- Data excerpts:
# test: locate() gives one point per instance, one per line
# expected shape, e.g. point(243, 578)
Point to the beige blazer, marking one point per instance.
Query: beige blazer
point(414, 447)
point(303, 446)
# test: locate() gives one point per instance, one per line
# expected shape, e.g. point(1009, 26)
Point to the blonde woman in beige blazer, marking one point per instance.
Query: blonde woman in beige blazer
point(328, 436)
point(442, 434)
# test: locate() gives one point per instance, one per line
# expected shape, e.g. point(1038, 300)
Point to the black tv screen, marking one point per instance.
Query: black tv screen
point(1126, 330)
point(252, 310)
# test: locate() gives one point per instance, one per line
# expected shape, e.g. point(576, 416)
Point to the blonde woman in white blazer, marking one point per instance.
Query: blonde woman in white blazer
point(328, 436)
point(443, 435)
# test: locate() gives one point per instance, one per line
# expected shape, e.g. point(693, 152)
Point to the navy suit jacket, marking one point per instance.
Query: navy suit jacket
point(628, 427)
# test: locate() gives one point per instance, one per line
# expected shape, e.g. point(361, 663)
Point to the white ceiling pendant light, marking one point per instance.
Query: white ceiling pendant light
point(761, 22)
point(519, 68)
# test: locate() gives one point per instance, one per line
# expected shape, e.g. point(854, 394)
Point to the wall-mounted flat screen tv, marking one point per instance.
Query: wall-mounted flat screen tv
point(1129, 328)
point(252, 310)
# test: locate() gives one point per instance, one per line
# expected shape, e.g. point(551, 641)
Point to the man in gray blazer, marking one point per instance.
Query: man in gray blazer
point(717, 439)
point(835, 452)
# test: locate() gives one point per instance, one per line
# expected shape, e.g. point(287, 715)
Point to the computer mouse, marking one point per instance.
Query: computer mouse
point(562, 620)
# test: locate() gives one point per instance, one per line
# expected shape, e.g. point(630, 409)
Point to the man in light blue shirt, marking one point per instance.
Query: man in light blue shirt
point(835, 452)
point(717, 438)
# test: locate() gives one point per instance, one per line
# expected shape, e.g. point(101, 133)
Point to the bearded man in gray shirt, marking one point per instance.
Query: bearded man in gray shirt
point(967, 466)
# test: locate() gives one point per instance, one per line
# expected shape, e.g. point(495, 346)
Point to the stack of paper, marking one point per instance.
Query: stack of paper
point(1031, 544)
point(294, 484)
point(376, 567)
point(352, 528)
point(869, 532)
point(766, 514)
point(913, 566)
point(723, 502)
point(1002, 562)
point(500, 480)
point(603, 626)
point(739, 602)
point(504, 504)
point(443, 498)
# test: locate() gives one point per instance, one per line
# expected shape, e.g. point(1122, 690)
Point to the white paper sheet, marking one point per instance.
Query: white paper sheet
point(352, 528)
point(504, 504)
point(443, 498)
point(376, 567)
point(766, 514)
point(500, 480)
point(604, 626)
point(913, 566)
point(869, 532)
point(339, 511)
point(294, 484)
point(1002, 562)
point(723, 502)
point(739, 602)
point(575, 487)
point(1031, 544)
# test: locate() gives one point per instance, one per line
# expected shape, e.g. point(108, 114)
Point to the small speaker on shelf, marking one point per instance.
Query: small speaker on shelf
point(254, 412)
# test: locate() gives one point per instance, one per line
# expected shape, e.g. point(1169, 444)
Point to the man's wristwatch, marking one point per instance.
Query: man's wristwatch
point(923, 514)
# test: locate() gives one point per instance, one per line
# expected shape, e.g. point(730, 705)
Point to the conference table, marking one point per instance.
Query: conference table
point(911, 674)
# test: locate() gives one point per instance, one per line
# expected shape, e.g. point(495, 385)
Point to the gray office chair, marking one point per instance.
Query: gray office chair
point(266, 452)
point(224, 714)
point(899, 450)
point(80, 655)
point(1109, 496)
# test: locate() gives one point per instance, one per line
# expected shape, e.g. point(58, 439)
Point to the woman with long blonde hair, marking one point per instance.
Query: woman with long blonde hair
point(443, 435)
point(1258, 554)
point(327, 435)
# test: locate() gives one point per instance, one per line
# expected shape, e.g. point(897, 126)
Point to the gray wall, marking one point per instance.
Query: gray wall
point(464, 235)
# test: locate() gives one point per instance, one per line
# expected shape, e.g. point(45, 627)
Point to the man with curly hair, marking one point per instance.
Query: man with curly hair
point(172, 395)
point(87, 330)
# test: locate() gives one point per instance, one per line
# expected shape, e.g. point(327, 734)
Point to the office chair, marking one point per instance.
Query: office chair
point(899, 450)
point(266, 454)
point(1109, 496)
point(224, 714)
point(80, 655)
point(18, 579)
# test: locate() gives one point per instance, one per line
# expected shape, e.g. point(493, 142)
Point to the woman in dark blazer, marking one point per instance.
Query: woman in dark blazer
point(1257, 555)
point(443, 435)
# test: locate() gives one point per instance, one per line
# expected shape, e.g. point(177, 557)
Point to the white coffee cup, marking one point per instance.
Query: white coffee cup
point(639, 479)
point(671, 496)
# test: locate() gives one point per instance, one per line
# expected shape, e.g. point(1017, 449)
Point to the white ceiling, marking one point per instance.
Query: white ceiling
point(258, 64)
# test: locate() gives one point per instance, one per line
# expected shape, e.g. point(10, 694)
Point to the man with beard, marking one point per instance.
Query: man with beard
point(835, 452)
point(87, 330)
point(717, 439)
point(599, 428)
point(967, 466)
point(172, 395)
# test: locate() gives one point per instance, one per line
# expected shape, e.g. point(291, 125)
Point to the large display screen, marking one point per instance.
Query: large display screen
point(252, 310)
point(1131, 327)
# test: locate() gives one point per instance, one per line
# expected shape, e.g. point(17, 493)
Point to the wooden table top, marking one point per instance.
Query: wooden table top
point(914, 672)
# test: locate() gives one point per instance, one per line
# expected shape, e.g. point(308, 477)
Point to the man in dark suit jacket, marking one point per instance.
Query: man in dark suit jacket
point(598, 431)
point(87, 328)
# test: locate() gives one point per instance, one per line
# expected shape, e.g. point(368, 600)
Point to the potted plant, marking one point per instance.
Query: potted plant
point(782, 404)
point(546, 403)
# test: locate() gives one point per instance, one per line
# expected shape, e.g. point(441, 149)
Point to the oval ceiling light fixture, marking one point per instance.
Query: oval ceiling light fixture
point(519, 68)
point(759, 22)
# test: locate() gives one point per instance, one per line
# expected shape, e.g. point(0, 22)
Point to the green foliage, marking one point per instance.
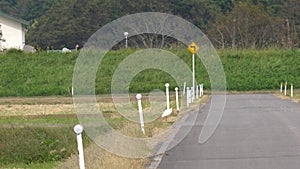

- Prompt: Starting at the line that has "Query: man with curly hair" in the records above, restate word for word every line until the one that has "# expected shape, e.g. point(368, 600)", and include that one as well.

- Solved exercise:
Query: man with curly hair
point(172, 395)
point(87, 330)
# test: locate() gives one point per instance, one per line
# expected shape, e.g. point(327, 734)
Point to the office chair, marking one point per instance.
Query: office chair
point(899, 450)
point(266, 454)
point(1109, 496)
point(224, 714)
point(80, 655)
point(18, 579)
# test: locate() gives one point per instance, one per line
# expected shape, e.g. point(493, 142)
Point to the woman in dark blazer, marking one point per instance.
Query: woman in dark blazer
point(1257, 555)
point(443, 435)
# test: locate() gives one point per instance, one per line
# expected shape, e.g. point(177, 557)
Point to the white coffee cup, marking one point per instance.
Query: white coffee cup
point(639, 479)
point(671, 496)
# test: locate() gives one point per instance, one per line
# expected shape, e.g. point(1017, 449)
Point to the white ceiling, marking one point per instance.
Query: white ceiling
point(258, 64)
# test: locate() gives one point per instance, one per line
# expected shape, e.g. point(10, 694)
Point to the man with beard, marking one point per instance.
Query: man with beard
point(835, 452)
point(87, 330)
point(717, 439)
point(599, 428)
point(967, 466)
point(172, 395)
# test: locate() gives one point per instance, one per line
# expected shape, e.g. point(291, 125)
Point to the large display screen, marking one point per instance.
Query: large display screen
point(252, 310)
point(1131, 327)
# test: locate() gives one point per instance, one per line
# expected shape, e.g. point(17, 493)
Point to the wooden table top, marking one point per instance.
Query: wooden table top
point(914, 672)
# test: locate() gives one point per instance, one per line
# expected shape, e.g. point(308, 477)
Point to the man in dark suit jacket, marking one point per instance.
Query: man in dark suit jacket
point(598, 431)
point(87, 328)
# test: locate() gives one point per instance, one per line
# expected shape, e.g. point(368, 600)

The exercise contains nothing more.